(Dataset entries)
****

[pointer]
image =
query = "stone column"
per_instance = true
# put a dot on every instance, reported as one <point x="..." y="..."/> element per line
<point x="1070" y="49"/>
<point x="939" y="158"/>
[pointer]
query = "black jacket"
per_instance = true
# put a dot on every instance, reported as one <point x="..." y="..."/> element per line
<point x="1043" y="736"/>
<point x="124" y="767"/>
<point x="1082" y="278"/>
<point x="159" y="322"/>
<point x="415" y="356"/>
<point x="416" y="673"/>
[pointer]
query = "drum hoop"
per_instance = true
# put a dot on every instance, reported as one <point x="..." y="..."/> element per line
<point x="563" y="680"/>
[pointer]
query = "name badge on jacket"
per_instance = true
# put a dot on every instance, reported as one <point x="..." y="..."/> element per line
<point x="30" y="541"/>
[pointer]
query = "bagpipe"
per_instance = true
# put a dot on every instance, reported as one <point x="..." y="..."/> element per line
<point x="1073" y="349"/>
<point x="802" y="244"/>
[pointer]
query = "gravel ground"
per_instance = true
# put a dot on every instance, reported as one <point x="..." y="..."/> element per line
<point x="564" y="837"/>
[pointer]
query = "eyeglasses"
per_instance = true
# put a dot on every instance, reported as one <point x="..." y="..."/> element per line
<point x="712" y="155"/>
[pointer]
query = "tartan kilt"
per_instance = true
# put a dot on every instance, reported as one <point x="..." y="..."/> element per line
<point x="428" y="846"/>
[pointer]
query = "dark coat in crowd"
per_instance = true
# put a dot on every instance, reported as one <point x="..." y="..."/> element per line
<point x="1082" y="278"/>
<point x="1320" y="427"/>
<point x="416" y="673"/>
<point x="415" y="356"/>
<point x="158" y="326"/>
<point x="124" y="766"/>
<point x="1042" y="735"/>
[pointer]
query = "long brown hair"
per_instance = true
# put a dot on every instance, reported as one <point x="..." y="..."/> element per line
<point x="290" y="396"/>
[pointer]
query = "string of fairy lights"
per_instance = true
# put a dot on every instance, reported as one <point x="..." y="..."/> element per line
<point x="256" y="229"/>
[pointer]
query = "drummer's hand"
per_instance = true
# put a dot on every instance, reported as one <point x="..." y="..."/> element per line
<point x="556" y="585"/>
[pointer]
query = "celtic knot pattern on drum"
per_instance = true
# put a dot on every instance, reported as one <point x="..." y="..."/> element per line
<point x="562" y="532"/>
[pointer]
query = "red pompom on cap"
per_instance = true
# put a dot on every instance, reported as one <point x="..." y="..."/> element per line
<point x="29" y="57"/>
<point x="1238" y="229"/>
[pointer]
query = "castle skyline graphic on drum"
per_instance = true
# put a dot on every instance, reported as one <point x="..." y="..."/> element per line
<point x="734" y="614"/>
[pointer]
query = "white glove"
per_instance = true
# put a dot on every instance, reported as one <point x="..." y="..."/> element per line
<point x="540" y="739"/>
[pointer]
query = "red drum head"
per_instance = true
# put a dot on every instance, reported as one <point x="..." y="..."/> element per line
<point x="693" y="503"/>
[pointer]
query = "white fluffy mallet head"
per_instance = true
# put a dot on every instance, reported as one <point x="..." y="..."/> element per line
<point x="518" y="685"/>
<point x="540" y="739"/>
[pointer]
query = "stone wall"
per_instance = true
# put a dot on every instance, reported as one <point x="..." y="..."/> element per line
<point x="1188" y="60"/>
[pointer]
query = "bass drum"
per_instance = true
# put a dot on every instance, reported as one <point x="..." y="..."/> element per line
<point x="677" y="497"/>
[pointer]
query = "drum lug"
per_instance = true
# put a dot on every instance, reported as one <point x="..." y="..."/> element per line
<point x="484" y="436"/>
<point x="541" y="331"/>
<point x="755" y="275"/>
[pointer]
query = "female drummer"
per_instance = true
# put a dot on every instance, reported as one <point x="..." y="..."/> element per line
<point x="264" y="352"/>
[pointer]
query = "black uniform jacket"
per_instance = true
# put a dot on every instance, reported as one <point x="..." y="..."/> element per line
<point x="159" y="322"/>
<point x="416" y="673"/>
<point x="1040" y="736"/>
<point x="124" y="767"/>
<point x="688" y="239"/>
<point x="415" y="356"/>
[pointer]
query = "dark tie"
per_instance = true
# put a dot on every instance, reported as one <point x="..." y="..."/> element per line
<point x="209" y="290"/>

****

§ What is needed:
Write all of the records out exactly, including every line.

§ Result of the task:
[pointer]
image =
query = "stone column"
per_instance = true
# put a dot on every instance, reported as one <point x="..." y="..."/> element per line
<point x="1070" y="49"/>
<point x="939" y="158"/>
[pointer]
query = "black jacket"
per_instance = true
# put a dot on every instance, reported as one <point x="..." y="..."/> element per line
<point x="1043" y="736"/>
<point x="124" y="767"/>
<point x="1082" y="278"/>
<point x="159" y="322"/>
<point x="415" y="356"/>
<point x="416" y="673"/>
[pointer]
query = "drum hoop"
per_instance = true
# put a dot on every instance, reported as one <point x="..." y="..."/> element per line
<point x="563" y="680"/>
[pointer]
query = "name badge on jacket"
per_instance = true
# put a dot on every instance, reported as one <point x="..." y="..."/> element per line
<point x="30" y="541"/>
[pointer]
query = "bagpipe"
per_instance = true
# put a dot on every instance, reported as one <point x="..." y="..."/> element per line
<point x="1073" y="349"/>
<point x="802" y="244"/>
[pointer]
query = "gravel ground"
per_instance = true
# put a dot on every instance, reported as one <point x="..." y="..."/> element per line
<point x="564" y="837"/>
[pointer]
query = "eyeglasses"
per_instance = true
# put a dot on every instance, reported as one <point x="..." y="..."/> element per line
<point x="712" y="155"/>
[pointer]
query = "tartan kilt"
per_instance = true
# put a dot on every instance, reported as one <point x="..." y="..."/> element per line
<point x="428" y="846"/>
[pointer]
query = "dark coat in crowd"
per_instance = true
# put a dot on every instance, reported as one <point x="..." y="..."/> element per line
<point x="1082" y="278"/>
<point x="1320" y="427"/>
<point x="416" y="673"/>
<point x="415" y="356"/>
<point x="158" y="326"/>
<point x="124" y="766"/>
<point x="1042" y="735"/>
[pointer]
query = "long brown hair"
per_instance = true
# put a dot on every instance, reported as one <point x="..." y="..."/> element per line
<point x="290" y="396"/>
[pointer]
query = "string of fairy lights"
per_instance = true
# put a dot on every instance, reported as one <point x="..." y="..."/> element per line
<point x="256" y="229"/>
[pointer]
query = "drummer's hand"
per_instance = true
# put a dot on every instance, reported as one <point x="..." y="..."/> element per line
<point x="556" y="585"/>
[pointer]
query = "celtic knot pattern on drum"
per_instance = true
# put a dot on every instance, reported as one <point x="..." y="..."/> element per line
<point x="562" y="532"/>
[pointer]
query = "red pompom on cap"
per_instance = true
# put a dot on every instance, reported as one <point x="..." y="..."/> element per line
<point x="29" y="57"/>
<point x="1238" y="229"/>
[pointer]
query = "castle skyline graphic on drum"
per_instance = true
# put a dot on every instance, reported as one <point x="..." y="..."/> element per line
<point x="734" y="614"/>
[pointer]
query = "white glove"
per_instance = true
# put a dot on every instance, reported as one <point x="..." y="..."/> element per line
<point x="540" y="739"/>
[pointer]
query = "red drum head"
per_instance = true
# put a dot on every instance, reported as one <point x="..." y="..."/> element per line
<point x="693" y="503"/>
[pointer]
query = "white fluffy mallet head"
per_instance = true
# put a dot on every instance, reported as one <point x="..." y="..."/> element per line
<point x="518" y="685"/>
<point x="540" y="739"/>
[pointer]
query = "stone wall"
per_instance = true
# put a dot on every instance, reported as one <point x="..." y="..."/> element per line
<point x="1188" y="60"/>
[pointer]
query = "bass drum"
per_instance = true
# put a dot on every instance, reported as one <point x="..." y="..."/> element per line
<point x="677" y="497"/>
[pointer]
query = "drum lug"
per_instance = true
# put a dot on every instance, reported as one <point x="..." y="..."/> element per line
<point x="484" y="436"/>
<point x="541" y="331"/>
<point x="755" y="275"/>
[pointer]
query = "female drummer"
per_instance = true
# put a dot on every instance, reported as one <point x="..." y="..."/> element per line
<point x="264" y="352"/>
[pointer]
query = "black uniform jacket"
per_instance = true
# put a dot on every instance, reported as one <point x="..." y="..."/> element per line
<point x="159" y="322"/>
<point x="416" y="673"/>
<point x="1040" y="736"/>
<point x="124" y="767"/>
<point x="688" y="239"/>
<point x="415" y="356"/>
[pointer]
query = "dark tie"
per_instance = true
# put a dot on every instance, reported as one <point x="..." y="..."/> element per line
<point x="209" y="290"/>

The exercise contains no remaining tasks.